Texte à examiner:
-------------------------

La mort à venise
Grâce à Françoise - merci pour cette délicate attention - j'ai pu lire La mort à Venise.
Nous parlons ici de la nouvelle de Thomas Mann,
auteur allemand de la fin du 19ème et du début du 20ème. La précision
s'impose, le titre étant généralement associé au film de Luchino Visconti. Les deux oeuvres présentent pourtant de significatives différences.
En
premier lieu, la nouvelle est très nettement antérieure au film
puisqu'elle est parue en 1912 tandis qu'elle n'a été portée à l'écran
qu'en 1971.
Ensuite, si l'on s'en rapporte à Armand Nivelle,
commentateur de l'édition de la nouvelle que j'avais en main, le film
est en réalité une interprétation assez libre, volontairement plus
provocatrice, de la nouvelle.

-------------------------

Lignes présentées:
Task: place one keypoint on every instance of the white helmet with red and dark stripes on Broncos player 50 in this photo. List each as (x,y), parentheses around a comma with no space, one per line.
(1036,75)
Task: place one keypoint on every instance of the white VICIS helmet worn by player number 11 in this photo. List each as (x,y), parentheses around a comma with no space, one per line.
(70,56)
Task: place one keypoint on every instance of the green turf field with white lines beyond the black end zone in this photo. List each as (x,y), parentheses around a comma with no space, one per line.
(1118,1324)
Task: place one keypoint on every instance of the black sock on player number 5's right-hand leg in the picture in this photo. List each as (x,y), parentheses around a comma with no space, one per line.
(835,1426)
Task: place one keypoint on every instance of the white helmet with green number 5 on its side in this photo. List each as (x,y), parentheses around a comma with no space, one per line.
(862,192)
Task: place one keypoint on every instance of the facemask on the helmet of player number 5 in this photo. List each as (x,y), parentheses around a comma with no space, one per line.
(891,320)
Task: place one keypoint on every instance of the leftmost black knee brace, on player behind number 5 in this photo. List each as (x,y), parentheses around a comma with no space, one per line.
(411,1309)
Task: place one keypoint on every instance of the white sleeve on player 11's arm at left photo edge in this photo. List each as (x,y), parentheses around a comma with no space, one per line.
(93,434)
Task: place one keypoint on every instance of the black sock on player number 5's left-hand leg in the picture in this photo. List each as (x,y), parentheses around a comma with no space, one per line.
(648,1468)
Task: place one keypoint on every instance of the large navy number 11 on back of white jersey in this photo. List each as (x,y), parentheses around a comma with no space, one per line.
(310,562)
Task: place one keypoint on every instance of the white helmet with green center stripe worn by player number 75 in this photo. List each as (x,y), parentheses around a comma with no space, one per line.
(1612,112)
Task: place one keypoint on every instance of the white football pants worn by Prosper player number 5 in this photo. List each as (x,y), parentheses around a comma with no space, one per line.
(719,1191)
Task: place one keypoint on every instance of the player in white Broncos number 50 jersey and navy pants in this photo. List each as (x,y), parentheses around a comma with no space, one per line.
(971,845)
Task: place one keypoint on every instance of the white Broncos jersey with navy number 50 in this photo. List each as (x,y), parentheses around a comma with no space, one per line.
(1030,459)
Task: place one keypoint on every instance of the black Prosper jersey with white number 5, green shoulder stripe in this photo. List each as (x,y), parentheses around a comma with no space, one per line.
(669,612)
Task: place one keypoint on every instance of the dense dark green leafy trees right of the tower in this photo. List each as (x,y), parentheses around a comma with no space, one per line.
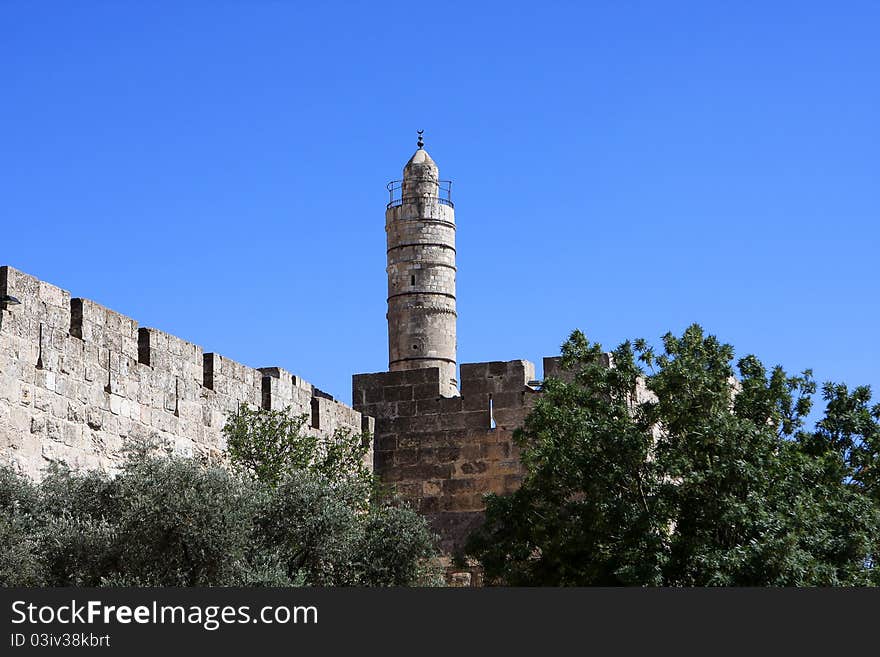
(678,469)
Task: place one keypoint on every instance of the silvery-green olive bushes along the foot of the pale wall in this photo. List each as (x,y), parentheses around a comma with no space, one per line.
(176,522)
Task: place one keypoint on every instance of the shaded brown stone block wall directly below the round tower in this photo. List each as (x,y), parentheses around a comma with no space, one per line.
(442,453)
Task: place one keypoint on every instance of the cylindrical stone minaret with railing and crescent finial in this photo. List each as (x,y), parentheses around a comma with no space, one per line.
(420,228)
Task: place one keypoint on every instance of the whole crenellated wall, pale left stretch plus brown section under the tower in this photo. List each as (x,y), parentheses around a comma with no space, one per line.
(78,381)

-------------------------

Consigne:
D'après le texte sur La mort à Venise, répondez à ces questions.
1. En quelle année la nouvelle de Thomas Mann est-elle parue ?
2. Qui a réalisé le film associé au titre ?
3. Selon Armand Nivelle, quel genre d'interprétation de la nouvelle le film propose-t-il ?

Réponse:
1. En 1912.
2. Luchino Visconti.
3. Une interprétation assez libre, volontairement plus provocatrice.